Why Didn’t Jesus Ever Write Anything Down? I have questions.

Jesus Christ didn’t keep any records. He surrounded himself with fishermen – a poorly educated inner-circle who never took notes. They may have been illiterate.  Jesus didn’t have a scribe – or even a broke, out-of-work writer – on staff with him and his Apostles.  Why?

 

 

Ancient History

 

         What makes ancient history “ancient”?  It happened a long time ago, that’s what.  Let’s look at some old staples of Ancient History, shall we?

 

  • Plato lived from 399 BC to 347 BC. He wrote The Dialogues of Socrates.  Plato was a devoted student of Socrates for over 40 years.  He witnessed everything Socrates said and kept a record of it for posterity.  Why?  Because it was important.

 

  • Socrates lived from 470 BCE to 399 BCE. He is known as the Founder of Western Philosophy.  He was “Chronicled” by Plato and Xenophon.

_DATA BLOCK_
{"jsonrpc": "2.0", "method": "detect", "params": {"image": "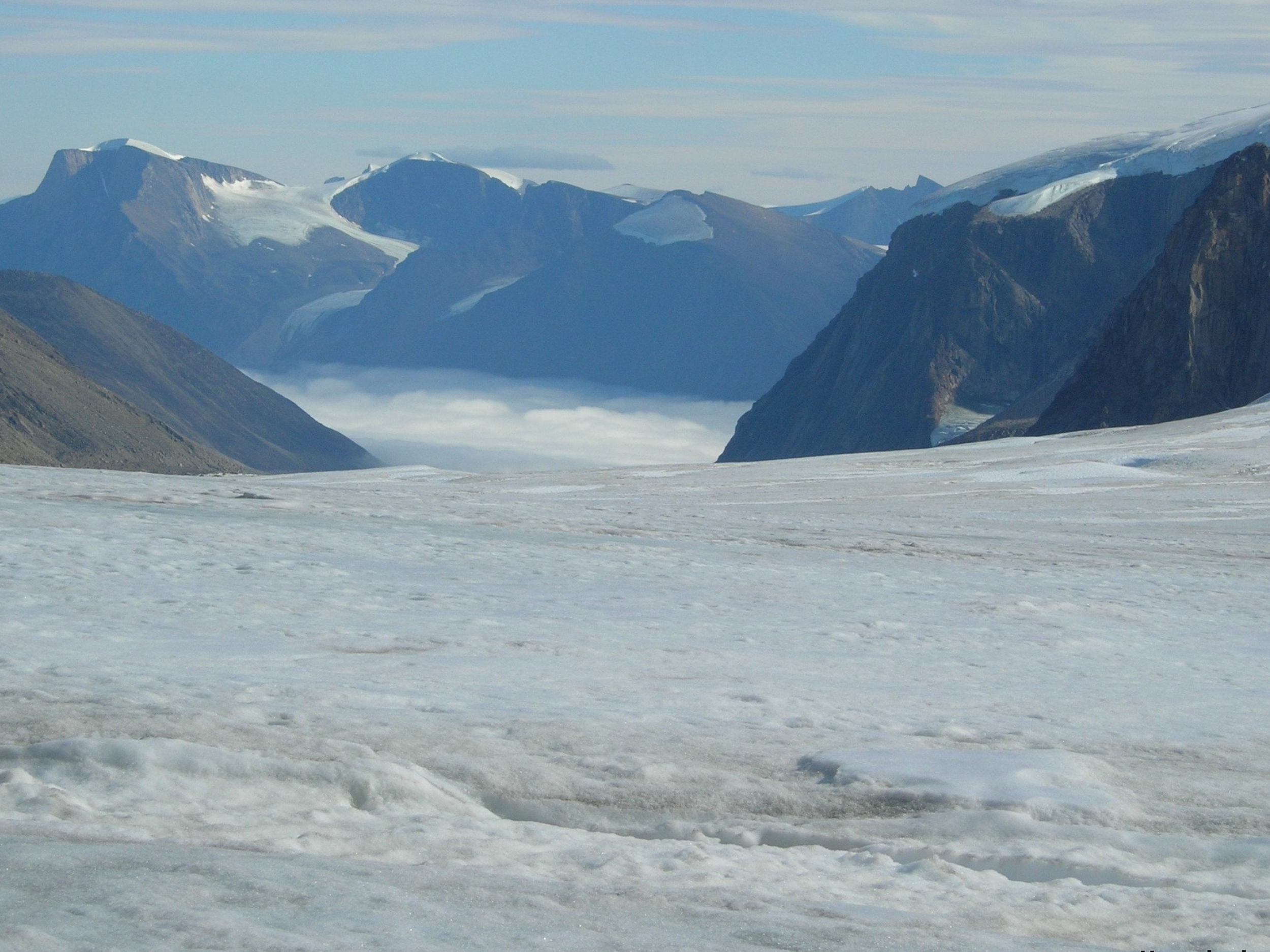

_REQUEST 1_
In the post about Jesus and ancient records, start at "Why Didn’t Jesus" and end after "History, shall we?", then rewrite that stretch with "fishermen" replaced by "carpenters".
_REQUEST 2_
Carry on the post about Jesus and ancient records past its last sentence.
The data above has no connection to the post about Jesus and ancient records.

_EXERCISE OUTPUT 1_
Why Didn’t Jesus Ever Write Anything Down? I have questions.

Jesus Christ didn’t keep any records. He surrounded himself with carpenters – a poorly educated inner-circle who never took notes. They may have been illiterate.  Jesus didn’t have a scribe – or even a broke, out-of-work writer – on staff with him and his Apostles.  Why?

 

 

Ancient History

 

         What makes ancient history “ancient”?  It happened a long time ago, that’s what.  Let’s look at some old staples of Ancient History, shall we?

_EXERCISE OUTPUT 2_
  • Aristotle lived from 384 BC to 322 BC. The Corpus Aristotelicum is a Chronicle of all Aristotle’s recorded lectures – probably written by Aristotle himself and his numerous students.  Andronicus of Rhodes compiled Corpus around 60BC.  A copy of The Corpus Aristotelicum was burned when the Great Library of Alexandria caught fire in 48 BCE when Julius Caesar set fire to merchant ships in Alexandria’s’ harbor as a battle strategy during his Egyptian Campaign.

 

  • Draco of Athens wrote his famously harsh laws in 625 BC – after which Solon codified a “less harsh” version in 550 BC.

 

  • The Code of Hammurabi was written in the Old Babylonian dialect of Akkadian in 1755 BC by court scribes under the direction of King Hammurabi.

 

  • The Ancient Egyptian funerary text The Book of the Dead was written on papyrus during the “New Kingdon” Egyptian Era in 1550 BC by court scribes.

 

  • The Epic of Gilgamesh was written in Sumer (Uruk) in 2100 BC in the Akkadian language by priestly scribes.

 

  • The Holy Hindu text, the Bhagavad Gita was written in the second century BC by Hindu Priests.

 

  • Alexander the Great was tutored by Aristotle in 335 BC, who wrote of Alexander’s life and deeds.

 

 

  • The Iliad of Homer and the Odyssey of Homer were written by him in the Eighth or Seventh Century BC. These were lengthy Epic Poems.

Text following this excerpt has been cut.